Изложите текст о поездке к родне в Череповец в трёх предложениях.

# Текстовый блок
********************

Осень или вверх, по следам нашей памяти...
Так уж вышло, что жизнь моя почти ровнёхонько поделена между Средней Азией и Россией. О своих "новых" родителях мне уже доводилось писать в автобиографической повести "О чём умолчал Мессия..." ("Родня" - https://golibus.livejournal.com/45783.html ) Сегодня же, мне всего лишь захотелось добавить парочку историй, неразрывно связанных с этой темой.
Если и существует на свете Россия, то она (в моем представлении) безусловно не в Москве и не в Петербурге, а где-то там... в чудом сохранившихся деревнях Вологодчины и далее, за Уральскими горами, вплоть до Сибири и Дальнего Востока. Одним словом, в самом сердце России. И каждый отдельно взятый её житель - это настоящий самородок, оторванный от сохи и ещё не до конца испорченный плодами цивилизации. Эти жители неповторимы и чисты как сама Природа, непосредственны и доверчивы, как дети. Поразительно, но они, оказывается, сохранились до нашего времени, несмотря на голод, холод, мор, коллективизацию, индустриализацию, ссылки, ГУЛАГи и прочие кампании, направленные на сознательное уничтожение крестьянства, как "кулака", "куркуля" и чуждого элемента социалистического общества.
Мне повезло, застать некоторых из этих людей. Пока они были живыми и ходили среди нас. С той поры минуло уже более четверти века. И вот, на днях, моя супруга в очередной раз вдруг вспомнила, сдержанно поделившись своими мыслями:
- Надо бы съездить в Череповец... навестить.
Я понял без объяснений: навестить тех, кто уже ушёл от нас, и тех, кто слава богу, всё ещё рядом с нами. В тот же вечер я приобрел два билета на поезд "Белые ночи" Санкт-Петербург - Вологда. А рано утром следующего дня нас уже встречала череповецкая родня.

********************

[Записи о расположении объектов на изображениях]
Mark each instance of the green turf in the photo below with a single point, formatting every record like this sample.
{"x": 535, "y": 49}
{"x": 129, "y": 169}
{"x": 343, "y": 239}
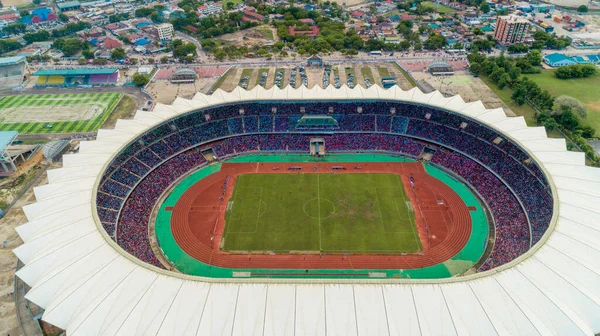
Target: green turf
{"x": 310, "y": 212}
{"x": 458, "y": 264}
{"x": 586, "y": 90}
{"x": 505, "y": 95}
{"x": 367, "y": 73}
{"x": 383, "y": 72}
{"x": 57, "y": 101}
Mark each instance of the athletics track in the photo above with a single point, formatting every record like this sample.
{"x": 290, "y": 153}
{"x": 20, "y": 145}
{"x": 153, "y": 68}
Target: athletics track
{"x": 194, "y": 221}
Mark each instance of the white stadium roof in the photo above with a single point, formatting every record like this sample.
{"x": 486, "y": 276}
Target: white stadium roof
{"x": 90, "y": 286}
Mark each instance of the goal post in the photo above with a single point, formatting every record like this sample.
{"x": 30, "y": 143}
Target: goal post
{"x": 317, "y": 146}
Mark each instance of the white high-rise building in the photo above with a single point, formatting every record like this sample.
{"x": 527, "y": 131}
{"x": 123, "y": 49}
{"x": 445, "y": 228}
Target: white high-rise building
{"x": 165, "y": 31}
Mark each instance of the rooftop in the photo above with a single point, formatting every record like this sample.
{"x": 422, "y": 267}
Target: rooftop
{"x": 11, "y": 60}
{"x": 68, "y": 4}
{"x": 6, "y": 138}
{"x": 72, "y": 72}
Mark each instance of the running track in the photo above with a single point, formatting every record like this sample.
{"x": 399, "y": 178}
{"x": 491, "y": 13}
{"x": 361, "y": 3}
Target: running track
{"x": 198, "y": 216}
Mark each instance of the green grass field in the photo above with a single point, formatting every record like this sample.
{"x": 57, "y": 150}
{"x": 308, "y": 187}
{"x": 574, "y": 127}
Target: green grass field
{"x": 438, "y": 7}
{"x": 367, "y": 73}
{"x": 310, "y": 212}
{"x": 587, "y": 90}
{"x": 56, "y": 113}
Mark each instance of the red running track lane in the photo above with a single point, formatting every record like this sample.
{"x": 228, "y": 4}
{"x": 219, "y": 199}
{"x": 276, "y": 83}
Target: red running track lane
{"x": 443, "y": 220}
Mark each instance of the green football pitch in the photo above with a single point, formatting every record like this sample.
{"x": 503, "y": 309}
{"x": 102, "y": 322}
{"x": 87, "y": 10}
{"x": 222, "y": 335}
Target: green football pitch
{"x": 328, "y": 213}
{"x": 56, "y": 113}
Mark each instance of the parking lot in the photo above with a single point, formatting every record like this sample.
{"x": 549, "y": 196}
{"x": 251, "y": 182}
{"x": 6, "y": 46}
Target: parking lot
{"x": 350, "y": 74}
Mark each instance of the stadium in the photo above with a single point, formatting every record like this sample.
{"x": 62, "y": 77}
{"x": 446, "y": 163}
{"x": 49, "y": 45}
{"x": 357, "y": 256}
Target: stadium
{"x": 317, "y": 212}
{"x": 76, "y": 77}
{"x": 12, "y": 72}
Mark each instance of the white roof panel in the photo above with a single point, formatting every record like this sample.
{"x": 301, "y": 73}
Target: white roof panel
{"x": 88, "y": 287}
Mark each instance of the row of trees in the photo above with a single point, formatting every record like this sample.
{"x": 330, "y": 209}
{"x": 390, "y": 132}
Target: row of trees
{"x": 562, "y": 113}
{"x": 8, "y": 45}
{"x": 576, "y": 71}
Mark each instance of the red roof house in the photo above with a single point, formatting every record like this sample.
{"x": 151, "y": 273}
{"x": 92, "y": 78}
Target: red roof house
{"x": 251, "y": 16}
{"x": 312, "y": 32}
{"x": 110, "y": 43}
{"x": 357, "y": 14}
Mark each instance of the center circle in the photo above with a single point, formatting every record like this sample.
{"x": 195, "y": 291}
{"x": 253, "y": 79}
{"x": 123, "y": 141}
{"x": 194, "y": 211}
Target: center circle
{"x": 313, "y": 207}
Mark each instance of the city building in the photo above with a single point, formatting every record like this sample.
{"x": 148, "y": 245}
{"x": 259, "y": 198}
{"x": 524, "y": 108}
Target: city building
{"x": 68, "y": 6}
{"x": 511, "y": 29}
{"x": 165, "y": 31}
{"x": 210, "y": 8}
{"x": 12, "y": 71}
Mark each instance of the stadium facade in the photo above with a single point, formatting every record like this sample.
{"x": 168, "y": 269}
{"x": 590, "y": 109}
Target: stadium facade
{"x": 12, "y": 72}
{"x": 88, "y": 284}
{"x": 76, "y": 77}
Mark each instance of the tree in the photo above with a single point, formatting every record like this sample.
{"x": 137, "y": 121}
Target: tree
{"x": 534, "y": 57}
{"x": 220, "y": 54}
{"x": 118, "y": 53}
{"x": 435, "y": 42}
{"x": 514, "y": 73}
{"x": 69, "y": 46}
{"x": 87, "y": 54}
{"x": 484, "y": 7}
{"x": 571, "y": 103}
{"x": 40, "y": 35}
{"x": 568, "y": 119}
{"x": 517, "y": 48}
{"x": 351, "y": 52}
{"x": 475, "y": 68}
{"x": 7, "y": 45}
{"x": 504, "y": 80}
{"x": 404, "y": 45}
{"x": 143, "y": 12}
{"x": 140, "y": 80}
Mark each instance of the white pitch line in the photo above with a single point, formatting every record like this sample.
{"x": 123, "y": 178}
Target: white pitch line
{"x": 319, "y": 207}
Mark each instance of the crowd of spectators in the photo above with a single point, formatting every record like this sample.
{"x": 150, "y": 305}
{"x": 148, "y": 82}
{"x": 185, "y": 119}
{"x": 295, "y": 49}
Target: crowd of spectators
{"x": 512, "y": 229}
{"x": 153, "y": 164}
{"x": 133, "y": 223}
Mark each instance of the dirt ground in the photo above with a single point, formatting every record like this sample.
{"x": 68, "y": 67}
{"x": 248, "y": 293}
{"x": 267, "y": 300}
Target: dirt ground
{"x": 468, "y": 87}
{"x": 10, "y": 240}
{"x": 315, "y": 75}
{"x": 250, "y": 37}
{"x": 8, "y": 3}
{"x": 568, "y": 3}
{"x": 165, "y": 92}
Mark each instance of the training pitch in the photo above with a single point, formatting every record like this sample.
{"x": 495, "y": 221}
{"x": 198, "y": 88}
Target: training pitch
{"x": 56, "y": 113}
{"x": 328, "y": 213}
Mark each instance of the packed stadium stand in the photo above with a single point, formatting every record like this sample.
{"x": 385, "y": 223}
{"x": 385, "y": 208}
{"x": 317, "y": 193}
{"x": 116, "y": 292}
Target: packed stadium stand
{"x": 184, "y": 75}
{"x": 77, "y": 77}
{"x": 12, "y": 72}
{"x": 513, "y": 186}
{"x": 94, "y": 270}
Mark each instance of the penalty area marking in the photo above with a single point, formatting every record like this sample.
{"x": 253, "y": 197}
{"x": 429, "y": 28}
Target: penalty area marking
{"x": 318, "y": 200}
{"x": 258, "y": 212}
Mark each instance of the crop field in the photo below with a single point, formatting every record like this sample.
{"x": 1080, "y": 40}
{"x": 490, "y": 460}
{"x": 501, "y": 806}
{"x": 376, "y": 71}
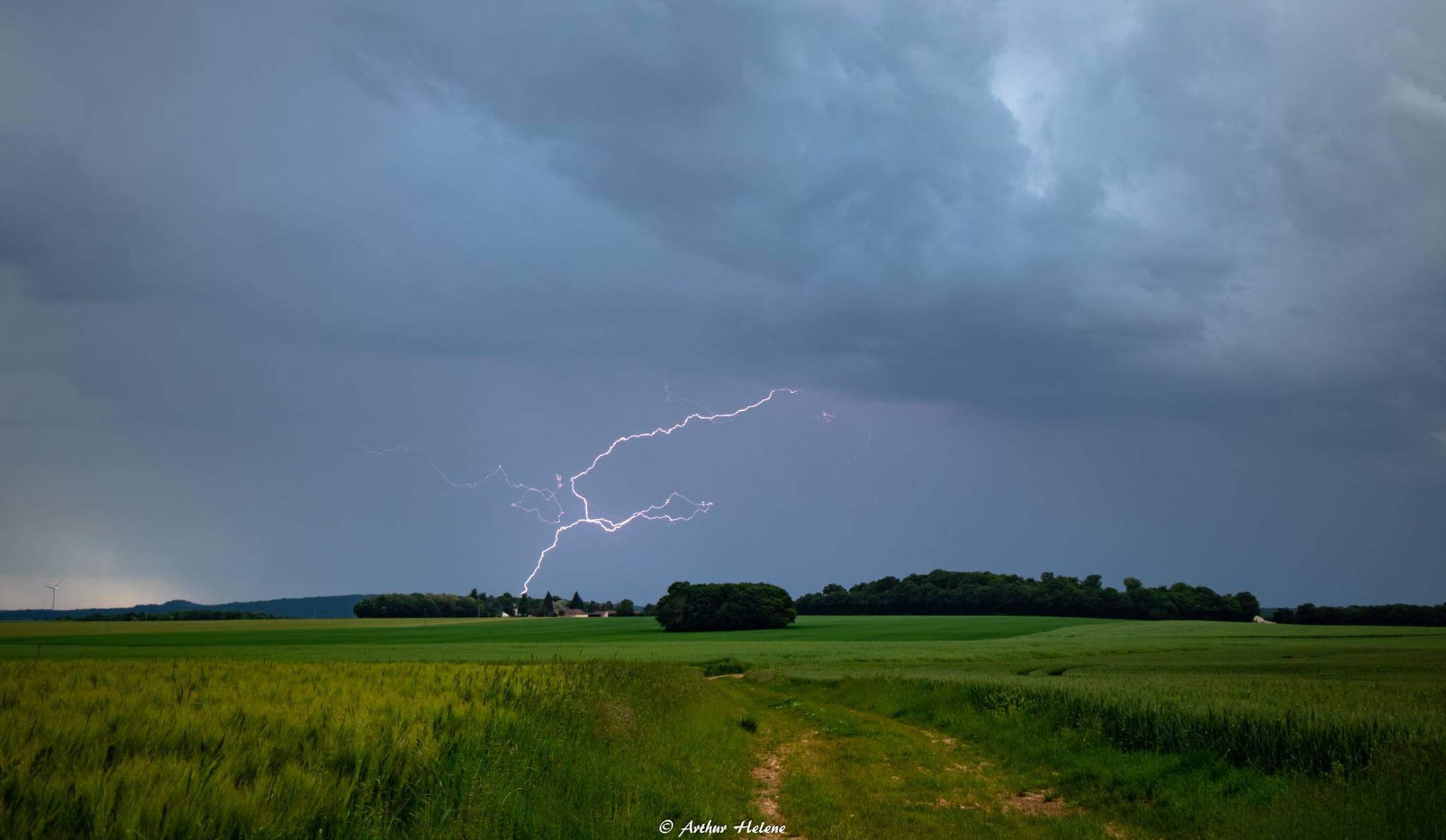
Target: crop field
{"x": 836, "y": 728}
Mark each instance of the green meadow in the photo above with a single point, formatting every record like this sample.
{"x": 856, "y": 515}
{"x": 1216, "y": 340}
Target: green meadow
{"x": 837, "y": 728}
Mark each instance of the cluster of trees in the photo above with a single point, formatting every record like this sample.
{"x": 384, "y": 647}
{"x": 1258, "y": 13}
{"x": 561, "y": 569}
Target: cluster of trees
{"x": 1397, "y": 615}
{"x": 725, "y": 606}
{"x": 479, "y": 604}
{"x": 177, "y": 616}
{"x": 962, "y": 593}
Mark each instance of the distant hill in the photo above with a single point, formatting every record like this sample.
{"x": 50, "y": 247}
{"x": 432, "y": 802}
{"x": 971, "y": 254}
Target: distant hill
{"x": 318, "y": 608}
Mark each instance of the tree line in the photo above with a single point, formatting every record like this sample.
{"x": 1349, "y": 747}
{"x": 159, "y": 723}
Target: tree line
{"x": 482, "y": 605}
{"x": 725, "y": 606}
{"x": 1394, "y": 615}
{"x": 967, "y": 593}
{"x": 177, "y": 616}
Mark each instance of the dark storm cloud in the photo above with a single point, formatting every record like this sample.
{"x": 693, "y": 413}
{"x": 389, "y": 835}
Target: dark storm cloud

********************

# Правильный ответ
Жизнь рассказчика почти поровну поделена между Средней Азией и Россией, и к уже написанной повести о «новых» родителях здесь добавляется пара связанных с этой темой историй. Настоящая Россия, по представлению рассказчика, находится не в Москве и Петербурге, а в уцелевших деревнях Вологодчины и дальше, вплоть до Сибири и Дальнего Востока, где сохранились чистые и доверчивые люди, пережившие голод, коллективизацию, ссылки и ГУЛАГи. Когда супруга предлагает съездить в Череповец навестить и ушедших, и ещё живых, в тот же вечер покупаются два билета на поезд «Белые ночи» до Вологды, а на следующее утро их встречает череповецкая родня.